• WHAT YOU NEED TO DO
Would you repeat the listing exactly but omit every picture?
Start
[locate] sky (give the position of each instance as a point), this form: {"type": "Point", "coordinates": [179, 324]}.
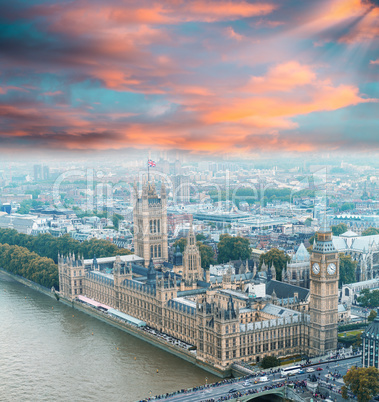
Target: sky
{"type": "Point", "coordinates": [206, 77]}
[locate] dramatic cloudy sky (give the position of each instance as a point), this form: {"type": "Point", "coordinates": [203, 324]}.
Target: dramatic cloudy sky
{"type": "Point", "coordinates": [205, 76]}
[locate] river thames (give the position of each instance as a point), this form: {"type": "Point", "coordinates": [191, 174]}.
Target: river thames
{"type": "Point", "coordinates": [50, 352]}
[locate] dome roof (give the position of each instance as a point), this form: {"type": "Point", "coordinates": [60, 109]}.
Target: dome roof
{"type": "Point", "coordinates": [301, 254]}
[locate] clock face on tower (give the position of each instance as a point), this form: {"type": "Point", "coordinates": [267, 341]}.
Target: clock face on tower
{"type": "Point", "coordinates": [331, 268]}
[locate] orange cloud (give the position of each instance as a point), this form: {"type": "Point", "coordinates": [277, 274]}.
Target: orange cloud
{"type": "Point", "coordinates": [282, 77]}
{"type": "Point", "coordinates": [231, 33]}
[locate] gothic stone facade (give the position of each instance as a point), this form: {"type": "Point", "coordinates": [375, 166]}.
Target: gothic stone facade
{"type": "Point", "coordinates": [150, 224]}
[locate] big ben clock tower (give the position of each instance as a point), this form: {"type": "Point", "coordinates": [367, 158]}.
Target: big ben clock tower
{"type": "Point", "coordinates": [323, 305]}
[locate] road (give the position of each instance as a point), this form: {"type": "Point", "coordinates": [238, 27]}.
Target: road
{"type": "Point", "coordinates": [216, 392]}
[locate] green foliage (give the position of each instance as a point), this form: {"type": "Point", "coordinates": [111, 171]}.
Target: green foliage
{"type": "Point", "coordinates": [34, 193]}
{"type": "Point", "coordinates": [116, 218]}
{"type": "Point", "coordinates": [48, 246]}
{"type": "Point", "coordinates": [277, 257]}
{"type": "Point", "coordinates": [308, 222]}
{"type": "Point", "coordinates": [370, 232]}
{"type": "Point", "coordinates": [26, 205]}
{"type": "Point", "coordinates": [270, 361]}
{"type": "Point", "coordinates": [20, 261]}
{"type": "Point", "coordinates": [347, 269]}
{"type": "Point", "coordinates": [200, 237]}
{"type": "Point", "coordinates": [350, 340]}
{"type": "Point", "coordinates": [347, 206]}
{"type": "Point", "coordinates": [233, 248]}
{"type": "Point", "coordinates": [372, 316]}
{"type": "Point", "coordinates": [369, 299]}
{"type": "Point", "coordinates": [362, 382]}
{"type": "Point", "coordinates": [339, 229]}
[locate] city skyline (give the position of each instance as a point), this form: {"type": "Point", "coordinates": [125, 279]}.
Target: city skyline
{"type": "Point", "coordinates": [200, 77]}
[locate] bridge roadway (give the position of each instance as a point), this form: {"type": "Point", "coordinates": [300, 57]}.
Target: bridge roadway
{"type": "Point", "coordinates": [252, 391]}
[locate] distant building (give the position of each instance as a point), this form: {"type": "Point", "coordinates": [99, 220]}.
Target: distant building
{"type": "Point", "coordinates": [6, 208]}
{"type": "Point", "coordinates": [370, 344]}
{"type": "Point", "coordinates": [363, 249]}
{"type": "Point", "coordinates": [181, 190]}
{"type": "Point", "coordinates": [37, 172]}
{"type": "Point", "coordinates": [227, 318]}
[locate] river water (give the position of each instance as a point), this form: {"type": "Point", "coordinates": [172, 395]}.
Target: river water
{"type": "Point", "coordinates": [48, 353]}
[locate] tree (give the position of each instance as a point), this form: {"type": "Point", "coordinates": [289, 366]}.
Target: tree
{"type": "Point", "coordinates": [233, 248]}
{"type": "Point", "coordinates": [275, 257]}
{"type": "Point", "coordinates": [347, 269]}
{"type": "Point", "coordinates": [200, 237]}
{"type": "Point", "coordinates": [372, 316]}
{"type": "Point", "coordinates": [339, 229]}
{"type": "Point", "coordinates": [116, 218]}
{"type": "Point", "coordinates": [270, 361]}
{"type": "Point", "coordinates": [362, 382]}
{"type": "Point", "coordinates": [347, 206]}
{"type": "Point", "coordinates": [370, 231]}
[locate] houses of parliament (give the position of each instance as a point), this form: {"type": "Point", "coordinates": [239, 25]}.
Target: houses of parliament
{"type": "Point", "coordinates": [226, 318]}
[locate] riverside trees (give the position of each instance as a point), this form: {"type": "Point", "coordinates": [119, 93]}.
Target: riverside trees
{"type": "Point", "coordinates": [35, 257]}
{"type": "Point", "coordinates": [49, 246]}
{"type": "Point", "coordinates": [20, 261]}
End
• EXPECTED ANSWER
[locate] sky (give the position of each instance as a point), this form: {"type": "Point", "coordinates": [179, 324]}.
Target: sky
{"type": "Point", "coordinates": [206, 77]}
[locate] dramatic cloudy sky (give the position of each instance as a point), this form: {"type": "Point", "coordinates": [203, 324]}.
Target: dramatic cloudy sky
{"type": "Point", "coordinates": [205, 76]}
[locate] river thames (give the position of each instance as a point), this form: {"type": "Point", "coordinates": [191, 174]}.
Target: river thames
{"type": "Point", "coordinates": [50, 352]}
[locate] dome roof (give the position of each instance as a point), this form: {"type": "Point", "coordinates": [60, 109]}.
Target: dome roof
{"type": "Point", "coordinates": [301, 254]}
[locate] clock face on tower (give the position of each instance as a point), this form: {"type": "Point", "coordinates": [267, 341]}.
Target: clock face on tower
{"type": "Point", "coordinates": [331, 268]}
[locate] orange cloud (give the position of each instance as a point), this form: {"type": "Point", "coordinates": [277, 274]}.
Target: orange cloud
{"type": "Point", "coordinates": [282, 77]}
{"type": "Point", "coordinates": [231, 33]}
[locate] gothic stone facade (give the position of each instance as a point), this form: {"type": "Point", "coordinates": [375, 166]}.
Target: gothic stone facade
{"type": "Point", "coordinates": [150, 224]}
[locate] big ben clock tower (give the position of each instance as a point), this form: {"type": "Point", "coordinates": [367, 158]}.
Target: big ben clock tower
{"type": "Point", "coordinates": [323, 305]}
[locate] road (give the position of each instance as a point), this form: {"type": "Point", "coordinates": [238, 27]}.
Target: road
{"type": "Point", "coordinates": [216, 392]}
[locate] green foliage (give the position of each instance as a point), this form: {"type": "Point", "coordinates": [111, 171]}.
Target: green foliage
{"type": "Point", "coordinates": [34, 193]}
{"type": "Point", "coordinates": [116, 218]}
{"type": "Point", "coordinates": [48, 246]}
{"type": "Point", "coordinates": [277, 257]}
{"type": "Point", "coordinates": [308, 222]}
{"type": "Point", "coordinates": [370, 232]}
{"type": "Point", "coordinates": [26, 205]}
{"type": "Point", "coordinates": [270, 361]}
{"type": "Point", "coordinates": [20, 261]}
{"type": "Point", "coordinates": [347, 269]}
{"type": "Point", "coordinates": [200, 237]}
{"type": "Point", "coordinates": [350, 340]}
{"type": "Point", "coordinates": [347, 206]}
{"type": "Point", "coordinates": [233, 248]}
{"type": "Point", "coordinates": [372, 316]}
{"type": "Point", "coordinates": [369, 299]}
{"type": "Point", "coordinates": [362, 382]}
{"type": "Point", "coordinates": [339, 229]}
[locate] city skyline (give the position of each instance as a point), this form: {"type": "Point", "coordinates": [125, 279]}.
Target: city skyline
{"type": "Point", "coordinates": [200, 77]}
[locate] bridge roadway (give the position of each instance as a point), this form: {"type": "Point", "coordinates": [300, 57]}.
Target: bridge roadway
{"type": "Point", "coordinates": [252, 391]}
[locate] distant building (give the position of each instance as a point), this form: {"type": "Point", "coordinates": [99, 220]}.
Target: distant building
{"type": "Point", "coordinates": [6, 208]}
{"type": "Point", "coordinates": [370, 344]}
{"type": "Point", "coordinates": [363, 249]}
{"type": "Point", "coordinates": [181, 190]}
{"type": "Point", "coordinates": [37, 172]}
{"type": "Point", "coordinates": [227, 318]}
[locate] river water (give the position of each instance as a point), this form: {"type": "Point", "coordinates": [172, 395]}.
Target: river water
{"type": "Point", "coordinates": [48, 353]}
[locate] tree (give the position of each instance as a point), this form: {"type": "Point", "coordinates": [289, 366]}.
Target: tree
{"type": "Point", "coordinates": [233, 248]}
{"type": "Point", "coordinates": [275, 257]}
{"type": "Point", "coordinates": [347, 269]}
{"type": "Point", "coordinates": [200, 237]}
{"type": "Point", "coordinates": [372, 316]}
{"type": "Point", "coordinates": [339, 229]}
{"type": "Point", "coordinates": [116, 218]}
{"type": "Point", "coordinates": [270, 361]}
{"type": "Point", "coordinates": [362, 382]}
{"type": "Point", "coordinates": [347, 206]}
{"type": "Point", "coordinates": [370, 231]}
[locate] houses of parliament (give the position of each instance as a point), this form: {"type": "Point", "coordinates": [239, 25]}.
Target: houses of parliament
{"type": "Point", "coordinates": [226, 318]}
[locate] riverside trees (give the position of each instance as a point), this form: {"type": "Point", "coordinates": [119, 93]}.
Target: riverside trees
{"type": "Point", "coordinates": [35, 257]}
{"type": "Point", "coordinates": [49, 246]}
{"type": "Point", "coordinates": [20, 261]}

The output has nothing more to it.